Extracted text:
----
By Noelene Marisa Yesudas & Shrimoyee Bhattacharya
Jul 13 (IANS): The Karnataka government annually organises the "Bengaluru Innovation Challenge", covering diverse subjects. One such recent challenge focused on solving Bengalurus traffic congestion and water-scarcity problems.
Congested roads, leading to hours of delay, is a symptom of a problem on multiple fronts. These include inadequate infrastructure planning as well as the behavioural aspect of commuters (of preferring to use private vehicles). While the second issue needs to be tackled by continuous advocacy, the first indicates a failure of the urban infrastructure planning process.
Can the application of data science and technology make the urban planning process more responsive to the changing patterns of spatial activity? Largely, yes. What the process needs is the continuous collection and analysis of appropriate urban data that can be envisaged spatially and analysed to obtain various possible types of correlation. An Urban Observatory platform that uses data from different sources to enable analysis and visualisation over a geospatial platform can make this possible.
Early references to the idea of spatial mapping as a tool for problem diagnosis and resolution can be found in London, in 1850, when a deadly epidemic broke out in the city's Soho district; the cause was unknown and puzzling for city authorities. A physician named John Snow started mapping the outbreak of the disease with respect to the location of water pumps and cesspools. This decisively proved that the cause of the epidemic was adulterated water from a contaminated public well.
This map helped trigger an effective policy response and prevented thousands of deaths. It also highlighted the role of spatial analysis in solving complex challenges and shaping public policies. That is precisely how Urban Observatories can support an urban manager in tackling pressing challenges.
The concept of Urban Observatories was formally initiated at the UN Habitat-II Conference in 1997 in Istanbul. Some examples of well-established Urban Observatories are the Global Urban Observatory network, the Dublin Dashboard and the City Dashboard of London. Such platforms churn out interesting analyses and visualisations by collating massive datasets. The idea of an Urban Observatory has recently found traction in India. The National Institute of Urban Affairs has formed associations to set-up Urban Observatories in cities such as Mumbai, Chennai, Chandigarh and Kolkata.
----
Required actions:
a) In the article on urban observatories, rewrite the part that opens with the words "By Noelene Marisa" and closes with "and water-scarcity problems.", replacing "annually" with "every year".
b) Answer these questions from the article on urban observatories:
(i) At which conference, in what year and in which city, was the concept of Urban Observatories formally initiated?
(ii) What was the name of the physician who mapped the disease outbreak in Soho?
(iii) In which cities has the National Institute of Urban Affairs formed associations to set up Urban Observatories?

Data provided:
----
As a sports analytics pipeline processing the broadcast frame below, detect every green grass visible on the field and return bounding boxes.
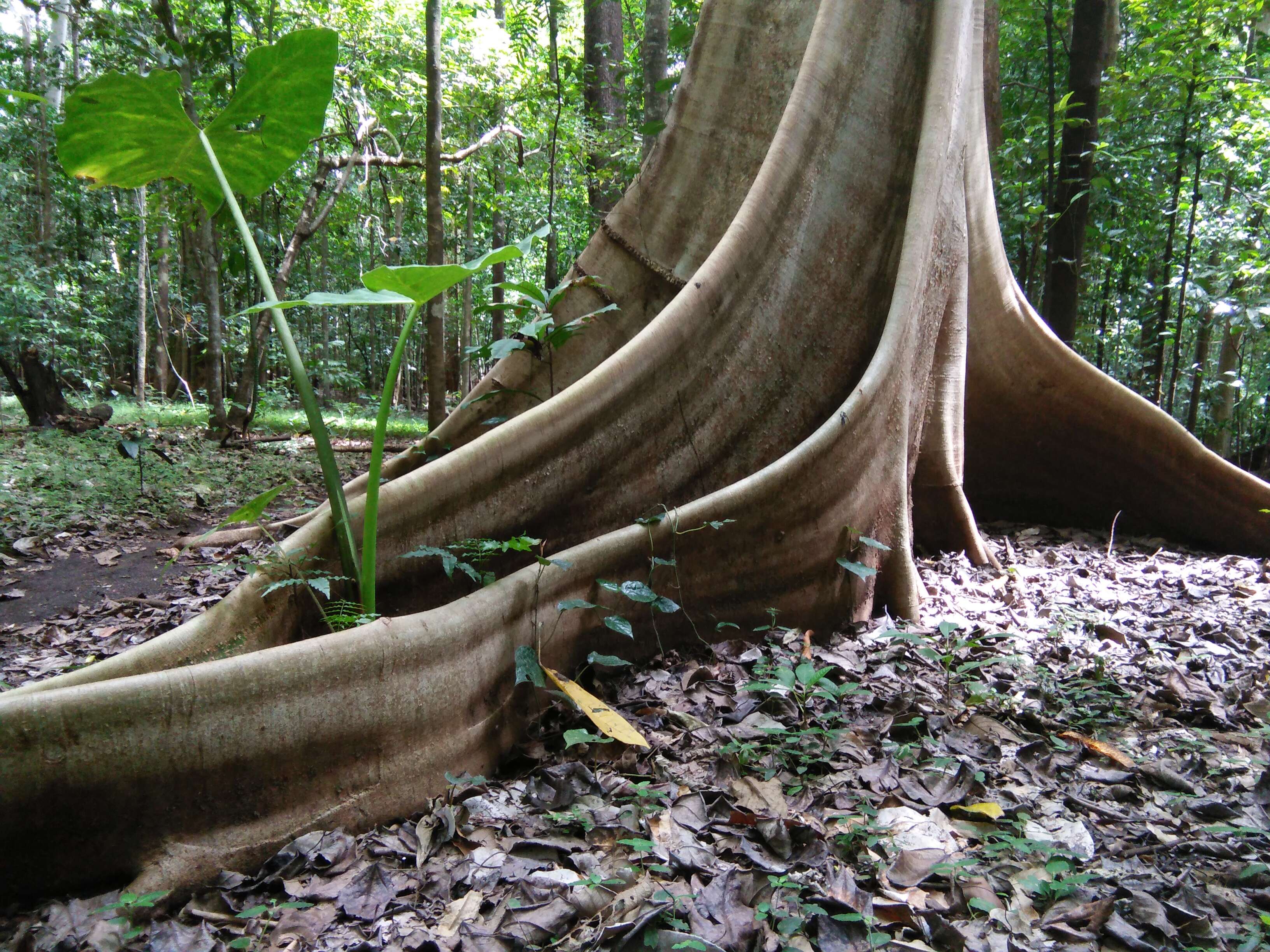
----
Answers provided:
a)
By Noelene Marisa Yesudas & Shrimoyee Bhattacharya
Jul 13 (IANS): The Karnataka government every year organises the "Bengaluru Innovation Challenge", covering diverse subjects. One such recent challenge focused on solving Bengalurus traffic congestion and water-scarcity problems.

b)
(i) The UN Habitat-II Conference, in 1997, in Istanbul.
(ii) John Snow.
(iii) Mumbai, Chennai, Chandigarh and Kolkata.